- _Task_
Word for word, repeat each line of the listing below.
START Available records
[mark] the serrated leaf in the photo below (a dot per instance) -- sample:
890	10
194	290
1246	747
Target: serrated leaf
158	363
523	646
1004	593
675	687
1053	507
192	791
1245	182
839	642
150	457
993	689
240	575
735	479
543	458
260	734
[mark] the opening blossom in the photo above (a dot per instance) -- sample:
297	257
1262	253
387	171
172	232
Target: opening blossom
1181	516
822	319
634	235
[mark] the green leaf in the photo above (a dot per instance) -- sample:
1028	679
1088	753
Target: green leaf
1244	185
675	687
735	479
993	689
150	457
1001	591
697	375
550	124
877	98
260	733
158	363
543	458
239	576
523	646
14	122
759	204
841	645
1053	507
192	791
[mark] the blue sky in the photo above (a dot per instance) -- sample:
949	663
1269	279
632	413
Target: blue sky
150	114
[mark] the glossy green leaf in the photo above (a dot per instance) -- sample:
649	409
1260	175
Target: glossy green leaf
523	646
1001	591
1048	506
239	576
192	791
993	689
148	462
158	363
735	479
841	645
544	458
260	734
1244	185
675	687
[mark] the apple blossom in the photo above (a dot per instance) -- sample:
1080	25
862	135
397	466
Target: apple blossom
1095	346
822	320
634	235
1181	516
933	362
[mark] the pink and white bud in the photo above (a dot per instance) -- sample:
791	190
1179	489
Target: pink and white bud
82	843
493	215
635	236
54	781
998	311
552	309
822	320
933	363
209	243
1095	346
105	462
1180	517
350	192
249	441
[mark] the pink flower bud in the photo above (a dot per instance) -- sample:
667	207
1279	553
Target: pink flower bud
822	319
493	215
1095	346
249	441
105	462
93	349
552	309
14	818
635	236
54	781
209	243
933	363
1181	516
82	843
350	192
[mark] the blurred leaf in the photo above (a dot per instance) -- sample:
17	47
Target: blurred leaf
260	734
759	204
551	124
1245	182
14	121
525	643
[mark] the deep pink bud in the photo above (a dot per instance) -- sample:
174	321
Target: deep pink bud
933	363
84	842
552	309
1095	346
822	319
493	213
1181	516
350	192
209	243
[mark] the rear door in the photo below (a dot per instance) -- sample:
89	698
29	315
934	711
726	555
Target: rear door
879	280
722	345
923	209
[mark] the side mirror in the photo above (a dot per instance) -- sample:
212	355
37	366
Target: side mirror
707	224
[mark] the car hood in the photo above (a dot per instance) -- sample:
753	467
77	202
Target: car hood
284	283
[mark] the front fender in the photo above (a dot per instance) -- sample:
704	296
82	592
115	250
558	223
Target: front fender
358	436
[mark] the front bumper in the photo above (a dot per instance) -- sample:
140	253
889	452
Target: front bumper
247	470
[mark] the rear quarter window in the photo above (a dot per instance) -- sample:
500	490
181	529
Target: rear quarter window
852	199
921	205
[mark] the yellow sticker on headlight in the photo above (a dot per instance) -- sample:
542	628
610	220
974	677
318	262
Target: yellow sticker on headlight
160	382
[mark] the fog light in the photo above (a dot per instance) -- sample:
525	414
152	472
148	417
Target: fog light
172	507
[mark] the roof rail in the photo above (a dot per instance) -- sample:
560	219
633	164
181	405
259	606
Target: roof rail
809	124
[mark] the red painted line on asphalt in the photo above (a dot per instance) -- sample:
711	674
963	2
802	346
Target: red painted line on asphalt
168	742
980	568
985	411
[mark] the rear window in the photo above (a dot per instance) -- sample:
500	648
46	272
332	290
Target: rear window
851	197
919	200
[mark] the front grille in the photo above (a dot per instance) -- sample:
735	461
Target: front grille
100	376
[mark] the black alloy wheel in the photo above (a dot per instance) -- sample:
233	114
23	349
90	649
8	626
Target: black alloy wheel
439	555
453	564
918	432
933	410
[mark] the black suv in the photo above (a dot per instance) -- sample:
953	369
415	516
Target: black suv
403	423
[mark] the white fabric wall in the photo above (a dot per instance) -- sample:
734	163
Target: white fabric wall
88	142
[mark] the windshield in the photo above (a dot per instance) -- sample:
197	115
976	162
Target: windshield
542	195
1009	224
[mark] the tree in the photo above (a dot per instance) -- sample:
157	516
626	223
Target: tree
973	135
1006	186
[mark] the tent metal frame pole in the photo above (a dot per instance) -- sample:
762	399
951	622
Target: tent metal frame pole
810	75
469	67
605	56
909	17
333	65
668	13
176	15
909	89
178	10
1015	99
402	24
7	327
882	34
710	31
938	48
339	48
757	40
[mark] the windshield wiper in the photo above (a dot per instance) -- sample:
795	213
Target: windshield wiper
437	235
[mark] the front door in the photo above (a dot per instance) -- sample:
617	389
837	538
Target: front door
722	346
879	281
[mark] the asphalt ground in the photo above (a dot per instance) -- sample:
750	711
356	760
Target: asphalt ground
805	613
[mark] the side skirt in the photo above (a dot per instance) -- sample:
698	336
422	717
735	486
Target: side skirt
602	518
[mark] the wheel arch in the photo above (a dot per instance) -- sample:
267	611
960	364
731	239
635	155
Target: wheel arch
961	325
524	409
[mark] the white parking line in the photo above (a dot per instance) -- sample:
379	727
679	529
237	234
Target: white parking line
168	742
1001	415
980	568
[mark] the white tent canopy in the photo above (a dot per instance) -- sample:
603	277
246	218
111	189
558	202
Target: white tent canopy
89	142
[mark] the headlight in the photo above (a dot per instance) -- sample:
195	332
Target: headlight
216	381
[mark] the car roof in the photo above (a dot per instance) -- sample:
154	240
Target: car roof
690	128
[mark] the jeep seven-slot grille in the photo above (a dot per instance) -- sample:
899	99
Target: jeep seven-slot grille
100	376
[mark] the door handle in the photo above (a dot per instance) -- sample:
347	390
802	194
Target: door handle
END Available records
- _Written response_
[mark] the serrated leaf in the photo below (a dot per instance) -- sample:
890	10
194	290
1246	747
Target: serrated leaf
158	363
523	646
1004	593
675	687
1053	507
192	791
1245	182
839	642
150	457
993	689
240	575
735	479
543	458
260	734
[mark] the opening blossom in the photo above (a dot per instance) -- sample:
297	257
1262	253
387	171
172	232
Target: opening blossom
1181	516
822	319
634	235
[mark] the green leaf in the photo above (a dot per instance) -- sample:
1028	679
1088	753
Target: green leaf
1244	185
675	687
735	479
993	689
150	457
1001	591
697	375
550	124
877	98
260	733
158	363
543	458
239	576
523	646
14	122
759	204
841	645
1053	507
192	791
[mark] the blue sky in the photo above (a dot per instance) -- sample:
949	663
1269	279
632	413
Target: blue sky
150	114
[mark] the glossy green leaf in the photo above (a dot per instance) -- sample:
649	409
1260	175
Target: glossy green leaf
523	646
1001	591
1048	506
239	576
192	791
993	689
148	462
158	363
735	479
841	645
544	458
260	734
1244	185
675	687
[mark] the apple blossom in the photo above (a dot per instance) -- sample:
1080	25
862	135
397	466
Target: apple blossom
1095	346
822	320
634	235
1181	516
933	362
[mark] the pink and white bud in the photo above (a dot per instance) -- sample:
791	190
1179	489
Target: pink and white bud
82	843
493	215
635	236
54	781
998	311
552	309
822	320
933	363
209	243
1095	346
105	462
1180	517
350	192
249	441
[mark] the pink flower bud in the photo above (a dot per instance) -- sample:
667	207
1279	553
Target: pink flower bud
822	319
493	215
1095	346
249	441
105	462
93	349
552	309
14	818
635	236
54	781
209	243
933	363
1181	516
82	843
350	192
[mark] the blurred leaf in the photo above (a dot per instance) -- sample:
17	47
Target: blurred leaf
260	734
759	204
551	124
1245	182
14	121
525	643
[mark] the deep pink bud in the photo above (a dot per instance) -- sample:
174	321
Target: deep pink bud
933	363
84	842
552	309
1095	346
822	319
493	213
1181	516
350	192
209	243
[mark] the rear door in the photo below (a dot per instance) -- sample:
89	698
29	315
934	711
726	555
Target: rear door
879	280
722	345
923	209
[mark] the side mirror in the photo above (a dot per instance) -- sample:
212	355
37	366
Target: side mirror
707	224
[mark] the car hood in the photo above (a dot per instance) -- sample:
753	467
77	202
Target: car hood
284	283
[mark] the front fender in the photo above (a dot per instance) -- sample:
704	296
82	592
115	250
558	223
Target: front fender
358	436
[mark] the front bumper in the photo above (a dot per instance) -- sample:
140	253
889	452
Target: front bumper
247	470
[mark] the rear quarter window in the photo above (a dot per instance) -- sample:
500	490
181	529
Target: rear quarter window
852	199
921	205
[mark] the yellow sticker on headlight in the photo above (a dot per instance) -- sample:
542	628
610	220
974	677
318	262
Target: yellow sticker on headlight
160	382
[mark] the fog light in the photo above (a dot per instance) -- sample:
525	414
152	472
148	417
Target: fog light
172	507
[mark] the roof rail in the photo above (a dot per instance) -- sample:
560	219
633	164
181	405
259	606
Target: roof rail
809	124
[mark] the red painted line on asphalt in the photo above (a dot per instance) -- sample:
711	674
963	2
802	346
Target: red painted line on asphalt
168	742
980	568
985	411
[mark] the rear window in the photo above (a dot per instance) -- sample:
500	648
46	272
332	290
Target: rear window
851	197
919	200
[mark] the front grille in the photo above (a dot per instance) -- sample:
735	461
Target: front grille
100	376
[mark] the black alloy wheel in the photo above (a dot per instance) -- sample:
233	114
23	349
90	649
8	626
Target: black alloy wheel
439	555
453	564
918	432
933	410
[mark] the black suv in the photo above (a dot per instance) -- sample:
953	369
415	516
Target: black suv
403	423
[mark] the white fabric wall in the photo above (a dot per instance) -- sample:
734	163
Target: white fabric wall
88	142
[mark] the windshield in the photo above (a dot per instance) -- sample:
197	115
976	162
Target: windshield
542	195
1009	224
[mark] the tree in the photo above (a dot per instance) -- sample:
157	516
626	223
Target: tree
973	135
1006	186
[mark] the tent metal frame pole in the photo above (a dot per instance) -- sample:
762	399
951	622
Target: tent metal frame pole
810	75
469	67
605	56
909	17
333	65
668	13
176	15
909	89
178	10
1015	99
402	24
7	327
882	34
710	31
938	48
339	48
757	40
[mark] the windshield wiper in the photo above (a dot per instance) -- sample:
795	213
Target: windshield wiper
437	235
[mark] the front door in the photo above (a dot per instance) -- sample:
617	389
837	538
Target: front door
722	346
879	281
[mark] the asphalt ground in the photo above (a dot per instance) -- sample:
750	711
356	760
Target: asphalt ground
805	613
[mark] the side skirt in the photo above (a dot per instance) -- sample:
698	336
422	717
735	486
Target: side skirt
602	518
[mark] the wheel arch in the photo above (a dot per instance) -- sample:
267	611
960	364
731	239
635	155
Target: wheel arch
961	325
524	409
[mark] the white parking line in the photo above (a dot per instance) -- sample:
379	727
679	529
237	234
Target: white parking line
168	742
1001	415
980	568
[mark] the white tent canopy in the photo above (a dot per instance) -- sample:
603	277
246	218
111	189
558	202
Target: white tent canopy
89	142
[mark] the headlight in the photo above (a dot per instance) -- sample:
195	332
Target: headlight
216	381
[mark] the car roof in the photo above (a dot per instance) -- sample:
154	240
Target: car roof
690	128
[mark] the jeep seven-slot grille in the photo above (a dot per instance) -- sample:
899	99
Target: jeep seven-slot grille
100	376
[mark] the door handle in the photo above (a dot per instance) -- sample:
347	390
802	194
Target: door handle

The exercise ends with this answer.